He believes in withdrawal so that a Palestinian state will be established and peace will come. "That is the only thing I can believe in. Other than that I have nothing to believe in - only in bloodshed," he tells a female settler. His thoughts move to the roots of Zionist existence. When he hears people describe Zionism as an expression of racism and colonialism, he is outraged, of course, he says, but on returning from the West Bank, he asks himself what remains of the "true Zionism," the Zionism of peace and equal rights: the Zionism of the settlements?

This is a good foundation for a discussion of the question of whether there ever was a "true Zionism" that did not dispossess the Arabs of this land. Be that as it may, in the first two films in a series of five, Yavin portrays the settlers as members of a fanatic, insane, racist, despicable, violent and dangerous sect - more infuriating and despairing than they have ever been seen in an Israeli film.

It is no wonder that Channel 1 (the state television station, with which Yavin has been identified for almost 40 years) refused to broadcast the series. Instead, it will be broadcast starting next Tuesday as the swan song of Telad on Channel 2: Having failed to win the tender for a renewed franchise, Telad can allow itself to end its term with something real.

A soldier in uniform told Yavin that the Hebron settlers were inciting him to shoot and kill Palestinian children. Activist Noam Federman and his wife tell him on camera that an ultimatum has to be presented to the Arab residents of Hebron: Either they leave the country immediately, or the Israel Air Force will bomb their homes. Not far from their home, Yavin filmed a bit of graffiti on a wall: "Arabs to the crematoria." A Border Policeman, a muscular, tough-looking guy, says in a heavy Russian accent, "I am only following orders, I do what I am told." Yavin asserts: "We simply do not see the Palestinians as human beings."

A Peace Now activist who wanders around in the territories still believes that the settlers can be evacuated, as France evacuated its citizens from Algeria, but Yavin does not bring even an iota of hope from the West Bank: "This hilula [merrymaking] will never be stopped," he states. He recalls, apparently with sorrow, how Yitzhak Rabin missed the chance to evacuate the Hebron settlers in the wake of the massacre of Muslim worshipers by Baruch Goldstein at the Tomb of the Patriarchs in 1994. About 20,000 Hebron residents were forced to leave their homes then. Yavin feels "sadness and despair" and says that "maybe it really is preferable to visit Hebron with a visa."

• • • •

[Brief A]: Can you substitute "pond" for every "lake" in the entries, change nothing else, and leave the pictures out?
The entries that follow are unrelated to the text.

Dataset rows showing where objects appear
• • • •

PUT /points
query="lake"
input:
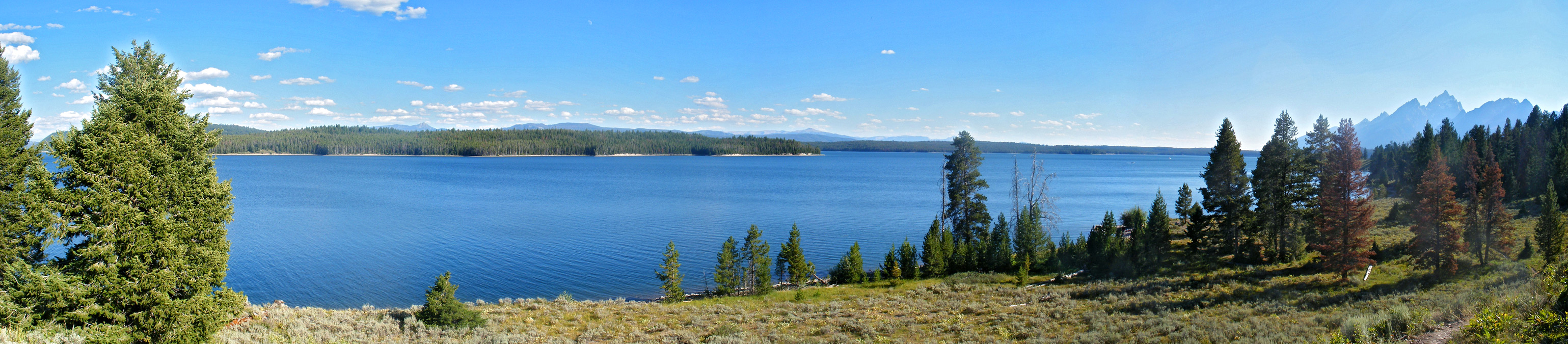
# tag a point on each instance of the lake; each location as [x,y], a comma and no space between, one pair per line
[342,231]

• • • •

[Brief B]: Which people does the text about Yavin's films on the settlers mention by name?

[Final result A]:
PUT /points
query="pond"
input:
# tag a point on each instance of the pond; each location as [x,y], a comma and no space between, one pair per line
[342,231]

[Final result B]:
Yavin
Noam Federman
Yitzhak Rabin
Baruch Goldstein